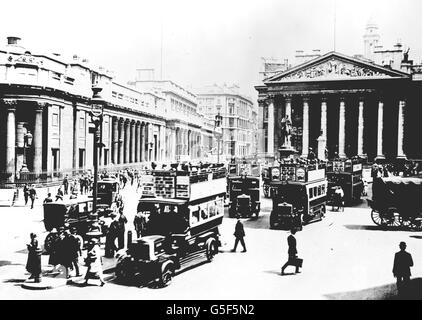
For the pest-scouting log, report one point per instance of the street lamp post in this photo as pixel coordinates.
(27, 142)
(97, 106)
(217, 124)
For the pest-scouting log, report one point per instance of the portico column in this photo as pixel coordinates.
(137, 142)
(322, 140)
(121, 141)
(380, 154)
(115, 140)
(400, 134)
(270, 135)
(360, 130)
(38, 138)
(342, 130)
(142, 148)
(132, 142)
(11, 138)
(305, 128)
(75, 160)
(127, 141)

● **YOUR INSTRUCTIONS**: Rewrite the material above with every "pest-scouting log" replaced by "survey record" and everything else left as it is. Omit the pictures.

● **RESPONSE BELOW**:
For the survey record, report one point per instance of the street lamp post in this photo as pixel coordinates.
(27, 142)
(97, 106)
(217, 124)
For the survey record, report one point per instance of the portico column in this photo as pixel coordinates.
(137, 142)
(322, 140)
(121, 141)
(380, 154)
(115, 140)
(400, 134)
(270, 135)
(360, 130)
(38, 138)
(342, 130)
(142, 148)
(132, 142)
(11, 138)
(305, 128)
(75, 160)
(127, 141)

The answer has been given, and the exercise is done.